Plans for Oriel, a brand new centre that would bring patient-centred eye care, cutting-edge research and exemplary education under one roof have been submitted to Camden Council. The Oriel proposal is a joint initiative between Moorfields Eye Hospital NHS Foundation Trust (Moorfields), UCL Institute of Ophthalmology (IoO) and Moorfields Eye Charity.
Subject to the necessary approvals in place and conditions being met, Moorfields and UCL IoO services would move from their current premises in Islington to Camden’s Knowledge Quarter, an internationally renowned hub for science and innovation. Designed to be accessible, flexible and sustainable, the purpose-built centre would optimise the integration of eye care, research and education on two acres of the St Pancras hospital site. This would benefit patients by enabling the speedier delivery of new treatments and therapies.
David Probert, chief executive of Moorfields Eye Hospital NHS Foundation Trust said:
This truly is a significant milestone for Oriel and the future of patient-centred eye care. I’m particularly proud of the way we’ve incorporated feedback from local people, patients, staff, researchers and academics in our plans.
The new eye health centre would be a world first, and has been designed to accommodate the greatest integration between research and patient care. Now we’re turning our attention to the next stage in the evolution of Oriel. For the rest of this year we’ll be continuing our engagement with users about the interior of the building. I look forward to hearing how collectively we can create a centre that delivers the best possible outcomes for people with eye conditions and meets the needs of our internationally renowned workforce.
Professor Alan Thompson, Dean of the UCL Faculty of Brain Sciences, said:
World-class research, innovation and education merit a first-rate facility. The new location in the heart of Camden’s Knowledge Quarter would maximise opportunities for collaborative working and bring us closer to colleagues in other UCL schools and faculties.
Oriel will enable us to undertake ground-breaking research and advance our knowledge about the eye. This in turn will translate into tangible benefits for patients, putting our work centre-stage in an iconic building designed to attract the very best students and academics.
Robert Dufton, Chief Executive at Moorfields Eye Charity, said:
Philanthropy is a key component of the Oriel proposal. In partnership with UCL we are committed to raising £100 million in philanthropic support for Oriel.
The submission of the planning application signals that the new world-leading centre for advancing eye health is moving a step closer towards the delivery stage. Philanthropy will be critical to the realisation of our ambitious plans and we are delighted with the level of interest so far.

**Activity list**
1. Output the part of the Oriel passage starting with "Robert Dufton, Chief" and going on through "interest so far.".
2. Pick up the Oriel passage after its final sentence and continue writing it.
The data after this point is separate from the Oriel passage.

**Data extract**

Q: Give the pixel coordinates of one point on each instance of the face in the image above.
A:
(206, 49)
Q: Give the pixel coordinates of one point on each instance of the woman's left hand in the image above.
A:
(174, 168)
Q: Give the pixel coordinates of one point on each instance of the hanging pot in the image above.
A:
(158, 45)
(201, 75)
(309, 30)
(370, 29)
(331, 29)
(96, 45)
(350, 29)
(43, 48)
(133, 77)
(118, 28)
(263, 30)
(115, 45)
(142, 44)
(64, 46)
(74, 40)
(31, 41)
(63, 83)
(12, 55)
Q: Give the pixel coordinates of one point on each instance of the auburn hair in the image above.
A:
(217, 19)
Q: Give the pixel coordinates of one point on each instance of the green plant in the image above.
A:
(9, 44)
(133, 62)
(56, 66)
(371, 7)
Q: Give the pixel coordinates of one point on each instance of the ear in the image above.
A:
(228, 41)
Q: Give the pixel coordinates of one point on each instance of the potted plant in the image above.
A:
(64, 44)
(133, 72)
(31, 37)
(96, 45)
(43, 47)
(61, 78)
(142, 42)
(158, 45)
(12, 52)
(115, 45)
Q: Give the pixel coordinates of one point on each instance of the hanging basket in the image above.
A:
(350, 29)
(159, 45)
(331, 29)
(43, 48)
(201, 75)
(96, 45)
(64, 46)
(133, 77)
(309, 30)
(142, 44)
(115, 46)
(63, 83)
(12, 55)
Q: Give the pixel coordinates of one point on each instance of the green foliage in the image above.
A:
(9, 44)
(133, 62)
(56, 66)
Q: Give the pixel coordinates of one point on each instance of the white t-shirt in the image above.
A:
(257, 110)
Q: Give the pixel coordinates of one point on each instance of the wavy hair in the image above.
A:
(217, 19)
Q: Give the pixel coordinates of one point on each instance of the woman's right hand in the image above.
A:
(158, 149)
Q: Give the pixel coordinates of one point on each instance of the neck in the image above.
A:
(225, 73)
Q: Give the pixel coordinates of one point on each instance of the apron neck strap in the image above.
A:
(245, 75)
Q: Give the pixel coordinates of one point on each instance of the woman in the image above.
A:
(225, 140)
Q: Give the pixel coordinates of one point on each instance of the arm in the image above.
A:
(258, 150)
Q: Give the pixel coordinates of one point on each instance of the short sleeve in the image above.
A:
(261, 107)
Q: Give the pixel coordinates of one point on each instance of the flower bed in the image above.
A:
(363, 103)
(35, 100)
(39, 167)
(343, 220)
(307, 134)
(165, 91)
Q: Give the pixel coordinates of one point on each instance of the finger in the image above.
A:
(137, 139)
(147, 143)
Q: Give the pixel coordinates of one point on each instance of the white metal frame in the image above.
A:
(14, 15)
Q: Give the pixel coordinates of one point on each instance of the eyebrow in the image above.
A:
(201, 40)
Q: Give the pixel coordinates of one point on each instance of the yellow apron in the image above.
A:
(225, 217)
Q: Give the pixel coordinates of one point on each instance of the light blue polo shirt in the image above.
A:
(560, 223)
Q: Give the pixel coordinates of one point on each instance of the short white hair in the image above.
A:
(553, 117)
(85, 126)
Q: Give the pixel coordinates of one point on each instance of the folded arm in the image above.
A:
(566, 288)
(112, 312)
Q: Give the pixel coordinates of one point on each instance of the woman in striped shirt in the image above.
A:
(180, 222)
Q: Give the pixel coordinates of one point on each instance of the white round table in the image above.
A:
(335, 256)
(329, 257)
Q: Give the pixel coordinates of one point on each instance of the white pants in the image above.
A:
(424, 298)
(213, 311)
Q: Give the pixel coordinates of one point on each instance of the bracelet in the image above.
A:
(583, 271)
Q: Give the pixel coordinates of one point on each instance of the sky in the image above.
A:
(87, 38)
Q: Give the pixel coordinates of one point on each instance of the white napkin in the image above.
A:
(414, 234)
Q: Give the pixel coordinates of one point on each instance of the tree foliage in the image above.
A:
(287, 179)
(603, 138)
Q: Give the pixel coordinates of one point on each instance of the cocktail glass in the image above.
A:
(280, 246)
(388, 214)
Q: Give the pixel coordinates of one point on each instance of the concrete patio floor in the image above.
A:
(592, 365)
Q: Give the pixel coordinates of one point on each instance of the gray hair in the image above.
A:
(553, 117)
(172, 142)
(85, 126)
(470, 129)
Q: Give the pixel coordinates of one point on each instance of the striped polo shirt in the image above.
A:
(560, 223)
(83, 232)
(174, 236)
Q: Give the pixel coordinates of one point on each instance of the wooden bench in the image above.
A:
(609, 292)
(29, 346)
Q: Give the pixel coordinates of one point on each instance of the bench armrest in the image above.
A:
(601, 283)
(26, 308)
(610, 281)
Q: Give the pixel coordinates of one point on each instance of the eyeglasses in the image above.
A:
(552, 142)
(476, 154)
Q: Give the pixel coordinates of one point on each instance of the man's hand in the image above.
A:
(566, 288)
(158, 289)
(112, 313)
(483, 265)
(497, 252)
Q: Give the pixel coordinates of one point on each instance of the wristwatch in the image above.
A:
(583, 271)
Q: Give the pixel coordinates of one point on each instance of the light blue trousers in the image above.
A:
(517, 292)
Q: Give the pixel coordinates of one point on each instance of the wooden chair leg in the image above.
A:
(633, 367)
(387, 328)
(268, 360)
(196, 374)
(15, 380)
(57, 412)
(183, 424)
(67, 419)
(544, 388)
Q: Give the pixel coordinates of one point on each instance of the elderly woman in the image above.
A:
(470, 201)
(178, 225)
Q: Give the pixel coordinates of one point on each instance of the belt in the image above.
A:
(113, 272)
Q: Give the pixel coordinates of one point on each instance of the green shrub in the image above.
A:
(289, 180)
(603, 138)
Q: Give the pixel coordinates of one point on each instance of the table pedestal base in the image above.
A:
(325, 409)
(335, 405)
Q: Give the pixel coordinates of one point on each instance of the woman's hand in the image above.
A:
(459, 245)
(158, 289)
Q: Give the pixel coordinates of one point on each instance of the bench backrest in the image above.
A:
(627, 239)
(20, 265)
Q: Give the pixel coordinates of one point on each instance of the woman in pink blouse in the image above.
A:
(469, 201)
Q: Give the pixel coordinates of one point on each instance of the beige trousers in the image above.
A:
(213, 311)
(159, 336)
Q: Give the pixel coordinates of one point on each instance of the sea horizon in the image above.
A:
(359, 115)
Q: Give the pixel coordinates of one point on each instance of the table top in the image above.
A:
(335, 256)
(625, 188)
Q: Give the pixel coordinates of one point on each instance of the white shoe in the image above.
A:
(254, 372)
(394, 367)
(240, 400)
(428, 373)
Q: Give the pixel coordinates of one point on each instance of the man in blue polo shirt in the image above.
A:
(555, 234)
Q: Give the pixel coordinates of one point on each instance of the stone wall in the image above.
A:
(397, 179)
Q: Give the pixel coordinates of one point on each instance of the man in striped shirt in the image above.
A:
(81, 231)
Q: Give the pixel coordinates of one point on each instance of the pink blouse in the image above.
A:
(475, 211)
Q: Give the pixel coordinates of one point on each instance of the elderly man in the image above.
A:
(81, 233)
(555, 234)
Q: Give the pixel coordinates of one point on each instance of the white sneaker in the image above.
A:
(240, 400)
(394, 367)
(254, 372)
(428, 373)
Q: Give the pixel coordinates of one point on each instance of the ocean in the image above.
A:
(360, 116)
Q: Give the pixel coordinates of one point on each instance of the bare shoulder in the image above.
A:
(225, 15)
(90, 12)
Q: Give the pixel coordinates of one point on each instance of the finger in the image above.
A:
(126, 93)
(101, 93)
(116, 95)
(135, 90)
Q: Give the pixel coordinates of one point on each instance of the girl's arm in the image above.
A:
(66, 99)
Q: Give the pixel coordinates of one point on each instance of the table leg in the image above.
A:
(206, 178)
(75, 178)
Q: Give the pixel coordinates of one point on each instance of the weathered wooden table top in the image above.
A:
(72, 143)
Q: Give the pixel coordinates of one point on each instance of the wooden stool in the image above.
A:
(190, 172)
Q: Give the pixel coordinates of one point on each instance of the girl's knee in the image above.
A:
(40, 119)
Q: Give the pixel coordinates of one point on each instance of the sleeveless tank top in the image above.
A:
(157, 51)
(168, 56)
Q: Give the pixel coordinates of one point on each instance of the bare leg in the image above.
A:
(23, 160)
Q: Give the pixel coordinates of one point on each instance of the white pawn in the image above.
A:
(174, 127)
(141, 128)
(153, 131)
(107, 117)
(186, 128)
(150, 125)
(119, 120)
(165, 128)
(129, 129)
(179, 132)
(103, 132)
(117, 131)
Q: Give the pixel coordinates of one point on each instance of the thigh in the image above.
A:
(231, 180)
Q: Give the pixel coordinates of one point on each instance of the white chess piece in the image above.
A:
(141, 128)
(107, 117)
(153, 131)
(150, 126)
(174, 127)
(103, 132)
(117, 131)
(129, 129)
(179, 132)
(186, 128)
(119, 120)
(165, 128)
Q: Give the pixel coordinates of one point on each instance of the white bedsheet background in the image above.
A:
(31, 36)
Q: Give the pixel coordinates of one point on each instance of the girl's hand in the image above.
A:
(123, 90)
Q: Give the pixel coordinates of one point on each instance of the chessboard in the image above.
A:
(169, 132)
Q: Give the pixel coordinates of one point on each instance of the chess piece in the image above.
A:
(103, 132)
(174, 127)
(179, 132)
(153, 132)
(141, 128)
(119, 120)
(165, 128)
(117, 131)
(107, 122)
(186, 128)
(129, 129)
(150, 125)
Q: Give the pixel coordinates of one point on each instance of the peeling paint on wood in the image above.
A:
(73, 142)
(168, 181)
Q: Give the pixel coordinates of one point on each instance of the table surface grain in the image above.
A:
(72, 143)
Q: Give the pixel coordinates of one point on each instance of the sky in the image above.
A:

**Answers**
1.
Robert Dufton, Chief Executive at Moorfields Eye Charity, said:
Philanthropy is a key component of the Oriel proposal. In partnership with UCL we are committed to raising £100 million in philanthropic support for Oriel.
The submission of the planning application signals that the new world-leading centre for advancing eye health is moving a step closer towards the delivery stage. Philanthropy will be critical to the realisation of our ambitious plans and we are delighted with the level of interest so far.

2.
A programme of public consultation ran from July so that members of the local community in Camden, Moorfields and UCL staff, patients, carers and representatives of those with sight loss had the opportunity to shape the design of the proposed building.
The next stage of engagement will address in detail the design of the building’s interior, specifically the atrium, lighting and acoustics. Feedback from our previous engagement has indicated that these elements are of particular importance to patients’ experience of the new building. Open engagement sessions, due to be held later this month, will provide further information for the design strategies that underpin these elements.
AECOM with Penoyre & Prasad and White Arkitekter were appointed as the design team in January last year. Collectively they have a track record of delivering high-quality healthcare environments across the world.
The flexible design of the proposed new centre would enable the partners to bring together eye care, research and education for the first time, attracting the best ophthalmic scientists, educators and clinicians while focusing on patient care.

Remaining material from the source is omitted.